*DATA IN THIS EXERCISE*.
_____
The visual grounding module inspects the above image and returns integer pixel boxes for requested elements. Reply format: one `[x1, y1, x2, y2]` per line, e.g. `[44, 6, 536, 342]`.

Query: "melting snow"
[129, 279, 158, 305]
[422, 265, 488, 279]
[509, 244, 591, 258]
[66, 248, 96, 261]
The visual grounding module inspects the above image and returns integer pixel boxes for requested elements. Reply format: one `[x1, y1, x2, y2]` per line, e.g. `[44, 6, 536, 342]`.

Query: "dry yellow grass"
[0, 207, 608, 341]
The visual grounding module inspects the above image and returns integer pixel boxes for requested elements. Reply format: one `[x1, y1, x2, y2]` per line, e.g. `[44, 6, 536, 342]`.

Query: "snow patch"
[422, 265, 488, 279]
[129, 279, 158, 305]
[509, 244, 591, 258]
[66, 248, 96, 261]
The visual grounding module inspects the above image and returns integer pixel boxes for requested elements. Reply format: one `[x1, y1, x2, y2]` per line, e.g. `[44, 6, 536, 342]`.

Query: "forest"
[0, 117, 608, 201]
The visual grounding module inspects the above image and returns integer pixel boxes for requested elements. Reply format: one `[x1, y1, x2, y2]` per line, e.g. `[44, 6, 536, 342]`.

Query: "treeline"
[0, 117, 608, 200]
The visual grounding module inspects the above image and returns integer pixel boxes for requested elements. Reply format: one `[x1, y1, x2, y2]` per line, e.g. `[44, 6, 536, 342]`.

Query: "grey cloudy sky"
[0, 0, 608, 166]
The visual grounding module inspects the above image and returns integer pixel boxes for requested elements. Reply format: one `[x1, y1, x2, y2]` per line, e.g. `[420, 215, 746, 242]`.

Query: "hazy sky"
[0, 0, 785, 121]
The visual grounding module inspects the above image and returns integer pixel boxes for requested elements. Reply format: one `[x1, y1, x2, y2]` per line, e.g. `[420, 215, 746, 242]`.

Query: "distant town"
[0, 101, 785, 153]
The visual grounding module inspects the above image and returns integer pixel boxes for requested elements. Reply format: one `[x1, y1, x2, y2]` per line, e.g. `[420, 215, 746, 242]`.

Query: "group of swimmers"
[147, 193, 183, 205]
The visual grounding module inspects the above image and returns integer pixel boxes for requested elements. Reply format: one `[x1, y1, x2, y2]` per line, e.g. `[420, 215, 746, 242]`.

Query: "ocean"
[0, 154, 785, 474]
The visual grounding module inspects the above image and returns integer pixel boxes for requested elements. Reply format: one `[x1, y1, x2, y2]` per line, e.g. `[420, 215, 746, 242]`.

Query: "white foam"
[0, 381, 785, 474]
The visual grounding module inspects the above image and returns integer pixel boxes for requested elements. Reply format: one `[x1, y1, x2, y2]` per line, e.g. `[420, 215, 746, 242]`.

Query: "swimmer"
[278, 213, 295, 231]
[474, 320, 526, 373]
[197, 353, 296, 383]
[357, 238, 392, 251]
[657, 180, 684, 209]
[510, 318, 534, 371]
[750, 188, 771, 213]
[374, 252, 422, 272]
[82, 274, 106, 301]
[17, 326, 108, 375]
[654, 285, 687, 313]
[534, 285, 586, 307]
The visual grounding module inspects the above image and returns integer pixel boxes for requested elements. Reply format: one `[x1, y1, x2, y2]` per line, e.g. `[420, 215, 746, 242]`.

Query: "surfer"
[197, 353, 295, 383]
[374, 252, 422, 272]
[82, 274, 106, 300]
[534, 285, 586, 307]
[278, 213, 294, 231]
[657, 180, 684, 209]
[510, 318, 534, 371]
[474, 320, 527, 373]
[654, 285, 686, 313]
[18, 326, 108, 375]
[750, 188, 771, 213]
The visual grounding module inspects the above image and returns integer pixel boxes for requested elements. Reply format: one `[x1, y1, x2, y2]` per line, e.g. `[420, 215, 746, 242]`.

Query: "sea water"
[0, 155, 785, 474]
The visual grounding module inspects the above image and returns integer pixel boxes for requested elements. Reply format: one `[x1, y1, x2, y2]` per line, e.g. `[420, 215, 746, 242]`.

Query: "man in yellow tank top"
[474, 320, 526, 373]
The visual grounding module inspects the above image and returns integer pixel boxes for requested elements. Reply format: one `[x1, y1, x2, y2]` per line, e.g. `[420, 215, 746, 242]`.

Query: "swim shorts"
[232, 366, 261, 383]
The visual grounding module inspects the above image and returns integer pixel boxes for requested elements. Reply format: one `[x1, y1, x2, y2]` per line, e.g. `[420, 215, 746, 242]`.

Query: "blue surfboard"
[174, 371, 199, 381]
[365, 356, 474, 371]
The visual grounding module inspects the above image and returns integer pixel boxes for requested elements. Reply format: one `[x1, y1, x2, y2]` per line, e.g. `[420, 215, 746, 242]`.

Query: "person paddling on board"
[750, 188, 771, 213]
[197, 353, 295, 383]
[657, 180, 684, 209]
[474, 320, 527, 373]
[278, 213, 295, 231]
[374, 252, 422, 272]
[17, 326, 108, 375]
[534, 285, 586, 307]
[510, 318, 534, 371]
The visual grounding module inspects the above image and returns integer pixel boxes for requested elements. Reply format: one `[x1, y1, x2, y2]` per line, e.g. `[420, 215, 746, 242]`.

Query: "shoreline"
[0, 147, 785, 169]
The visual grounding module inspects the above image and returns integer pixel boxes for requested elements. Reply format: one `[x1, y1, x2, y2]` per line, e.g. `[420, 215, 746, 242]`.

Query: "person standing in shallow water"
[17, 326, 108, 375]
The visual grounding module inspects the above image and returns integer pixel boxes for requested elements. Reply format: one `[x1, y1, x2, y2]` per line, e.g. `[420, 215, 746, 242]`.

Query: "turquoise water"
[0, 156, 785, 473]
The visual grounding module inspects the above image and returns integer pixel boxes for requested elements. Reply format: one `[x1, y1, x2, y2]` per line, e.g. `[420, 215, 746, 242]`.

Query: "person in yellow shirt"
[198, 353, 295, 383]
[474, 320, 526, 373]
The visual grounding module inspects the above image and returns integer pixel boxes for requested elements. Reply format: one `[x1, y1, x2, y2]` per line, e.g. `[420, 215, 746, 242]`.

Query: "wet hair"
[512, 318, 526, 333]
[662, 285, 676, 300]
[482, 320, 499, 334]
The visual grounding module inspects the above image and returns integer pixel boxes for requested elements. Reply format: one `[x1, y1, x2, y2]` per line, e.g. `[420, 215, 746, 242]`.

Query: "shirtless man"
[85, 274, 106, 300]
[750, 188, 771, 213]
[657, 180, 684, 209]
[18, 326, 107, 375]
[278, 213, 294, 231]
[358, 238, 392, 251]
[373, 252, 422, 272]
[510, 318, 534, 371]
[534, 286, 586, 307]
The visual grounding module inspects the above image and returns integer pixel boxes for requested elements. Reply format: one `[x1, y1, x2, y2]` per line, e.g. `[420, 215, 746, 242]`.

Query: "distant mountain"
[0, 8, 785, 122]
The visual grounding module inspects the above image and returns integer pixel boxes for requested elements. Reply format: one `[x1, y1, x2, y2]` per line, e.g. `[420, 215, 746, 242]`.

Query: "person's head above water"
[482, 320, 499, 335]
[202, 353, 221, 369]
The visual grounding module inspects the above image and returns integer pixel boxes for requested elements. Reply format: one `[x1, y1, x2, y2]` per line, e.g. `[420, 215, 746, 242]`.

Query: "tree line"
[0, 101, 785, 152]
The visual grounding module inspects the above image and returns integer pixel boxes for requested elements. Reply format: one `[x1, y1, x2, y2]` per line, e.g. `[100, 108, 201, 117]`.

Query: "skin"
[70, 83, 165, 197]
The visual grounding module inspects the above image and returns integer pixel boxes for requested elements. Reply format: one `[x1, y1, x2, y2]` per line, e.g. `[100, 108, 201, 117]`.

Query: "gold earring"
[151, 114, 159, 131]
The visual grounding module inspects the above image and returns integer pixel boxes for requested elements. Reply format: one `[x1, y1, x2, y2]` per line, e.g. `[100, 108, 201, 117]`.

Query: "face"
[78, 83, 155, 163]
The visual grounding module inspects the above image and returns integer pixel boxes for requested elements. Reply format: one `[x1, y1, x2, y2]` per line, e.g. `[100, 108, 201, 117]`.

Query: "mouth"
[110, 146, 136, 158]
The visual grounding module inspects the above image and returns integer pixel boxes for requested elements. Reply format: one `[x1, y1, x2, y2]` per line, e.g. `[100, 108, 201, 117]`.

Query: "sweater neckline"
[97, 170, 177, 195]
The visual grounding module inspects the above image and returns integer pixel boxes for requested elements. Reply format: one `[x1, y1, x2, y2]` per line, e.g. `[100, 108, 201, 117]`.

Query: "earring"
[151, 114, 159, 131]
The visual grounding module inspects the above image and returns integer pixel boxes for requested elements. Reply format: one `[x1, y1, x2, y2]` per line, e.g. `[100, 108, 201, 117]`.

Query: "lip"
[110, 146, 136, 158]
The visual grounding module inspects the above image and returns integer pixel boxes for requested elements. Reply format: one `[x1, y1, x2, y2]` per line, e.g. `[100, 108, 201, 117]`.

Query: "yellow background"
_____
*DIRECTION*. Count the lines of the records that contain the string "yellow", treating uppercase and lowercase as different, and give only that number.

*WRITTEN SOLUTION*. 4